#### EXCERPT

In general, we will have to consider all constraints that are active at the point \(x\), so that our

\begin{equation*} \mathcal{F} = \left\{ \; d \in \mathbb{R}^{n} \; | \; - d^{T} \nabla c_{i} \ge 0 \;\;\; \forall i \in \mathcal{A}(x) \; \right\} \end{equation*}

The set of directions \(\mathcal{D}\) and \(\mathcal{F}\) are called the descent and feasible cones.

Examples

To motivate the theory that we’re going to see, consider the following simple constrained optimization problems:

\begin{equation*} \begin{aligned} \min \qquad & x_{1} + x_{2} \\ \text{such that} \qquad & x_{1}^{2} + x_{2}^{2} - 2 \le 0 \\ \end{aligned} \end{equation*}

\begin{equation*} \begin{aligned} \min \qquad & x_{1} + x_{2} \\ \text{such that} \qquad & x_{1}^{2} + x_{2}^{2} - 2 \le 0 \\ & -x_{2} \le 0 \end{aligned} \end{equation*}

\begin{equation*} \begin{aligned} \min \qquad & x_{1} \\ \text{such that} \qquad & x_{1}^{2} + x_{2}^{2} - 2 \le 0 \\ & -x_{2} \le 0 \end{aligned} \end{equation*}

import numpy as np
import matplotlib.pylab as plt
from matplotlib.patches import Wedge
from matplotlib.collections import PatchCollection
from matplotlib import patheffects

def plot_contour(func, xlow=-2, xhigh=2,
                 ylow=-2, yhigh=2, n=200, nonlinear=False):
    """Create a contour plot of the function"""

########
#### RECORDED DATA

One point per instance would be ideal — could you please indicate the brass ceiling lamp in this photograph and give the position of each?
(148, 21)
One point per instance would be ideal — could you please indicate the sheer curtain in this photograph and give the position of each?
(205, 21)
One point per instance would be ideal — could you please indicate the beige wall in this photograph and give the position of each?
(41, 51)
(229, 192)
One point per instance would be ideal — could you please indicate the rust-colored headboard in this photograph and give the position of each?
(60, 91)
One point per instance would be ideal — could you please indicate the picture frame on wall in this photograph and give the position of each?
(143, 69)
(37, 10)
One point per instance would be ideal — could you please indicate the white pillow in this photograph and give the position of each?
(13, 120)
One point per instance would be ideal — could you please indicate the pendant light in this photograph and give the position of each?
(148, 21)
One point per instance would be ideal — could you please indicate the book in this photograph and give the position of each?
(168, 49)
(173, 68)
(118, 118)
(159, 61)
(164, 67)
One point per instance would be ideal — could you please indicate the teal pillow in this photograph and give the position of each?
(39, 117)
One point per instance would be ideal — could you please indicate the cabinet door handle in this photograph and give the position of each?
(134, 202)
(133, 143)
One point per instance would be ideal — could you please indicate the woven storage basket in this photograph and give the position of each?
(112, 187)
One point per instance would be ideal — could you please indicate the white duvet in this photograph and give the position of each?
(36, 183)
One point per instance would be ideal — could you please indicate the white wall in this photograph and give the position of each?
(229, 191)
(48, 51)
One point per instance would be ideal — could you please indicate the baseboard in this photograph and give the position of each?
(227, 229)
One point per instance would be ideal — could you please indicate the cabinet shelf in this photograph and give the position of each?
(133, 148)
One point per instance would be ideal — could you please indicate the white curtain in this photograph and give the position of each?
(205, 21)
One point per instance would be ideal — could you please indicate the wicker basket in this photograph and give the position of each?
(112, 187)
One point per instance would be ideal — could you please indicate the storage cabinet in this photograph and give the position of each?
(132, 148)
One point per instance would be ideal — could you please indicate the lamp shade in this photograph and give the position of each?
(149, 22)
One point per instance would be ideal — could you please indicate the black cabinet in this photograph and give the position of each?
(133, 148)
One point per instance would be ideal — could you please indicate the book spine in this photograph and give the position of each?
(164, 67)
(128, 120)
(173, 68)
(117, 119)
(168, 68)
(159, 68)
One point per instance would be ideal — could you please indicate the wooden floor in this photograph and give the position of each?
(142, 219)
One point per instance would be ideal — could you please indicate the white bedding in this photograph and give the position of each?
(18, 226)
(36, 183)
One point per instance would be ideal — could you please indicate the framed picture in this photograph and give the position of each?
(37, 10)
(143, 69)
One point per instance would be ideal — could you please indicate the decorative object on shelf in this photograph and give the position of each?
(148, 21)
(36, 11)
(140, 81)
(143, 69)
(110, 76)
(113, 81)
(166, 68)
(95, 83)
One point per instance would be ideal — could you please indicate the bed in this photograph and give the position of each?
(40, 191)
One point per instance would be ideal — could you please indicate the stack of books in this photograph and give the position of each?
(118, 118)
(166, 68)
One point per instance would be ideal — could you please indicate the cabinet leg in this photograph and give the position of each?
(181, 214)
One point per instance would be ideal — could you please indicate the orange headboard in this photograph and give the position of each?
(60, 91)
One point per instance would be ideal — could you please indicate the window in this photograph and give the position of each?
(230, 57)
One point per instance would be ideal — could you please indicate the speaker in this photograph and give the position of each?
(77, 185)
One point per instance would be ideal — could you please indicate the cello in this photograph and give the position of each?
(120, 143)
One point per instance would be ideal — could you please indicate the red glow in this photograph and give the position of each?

########

### CHALLENGE:
Copy everything in the constrained optimization excerpt from "In general, we" down to "and feasible cones.", character for character.

### EXPECTED OUTPUT:
In general, we will have to consider all constraints that are active at the point \(x\), so that our

\begin{equation*} \mathcal{F} = \left\{ \; d \in \mathbb{R}^{n} \; | \; - d^{T} \nabla c_{i} \ge 0 \;\;\; \forall i \in \mathcal{A}(x) \; \right\} \end{equation*}

The set of directions \(\mathcal{D}\) and \(\mathcal{F}\) are called the descent and feasible cones.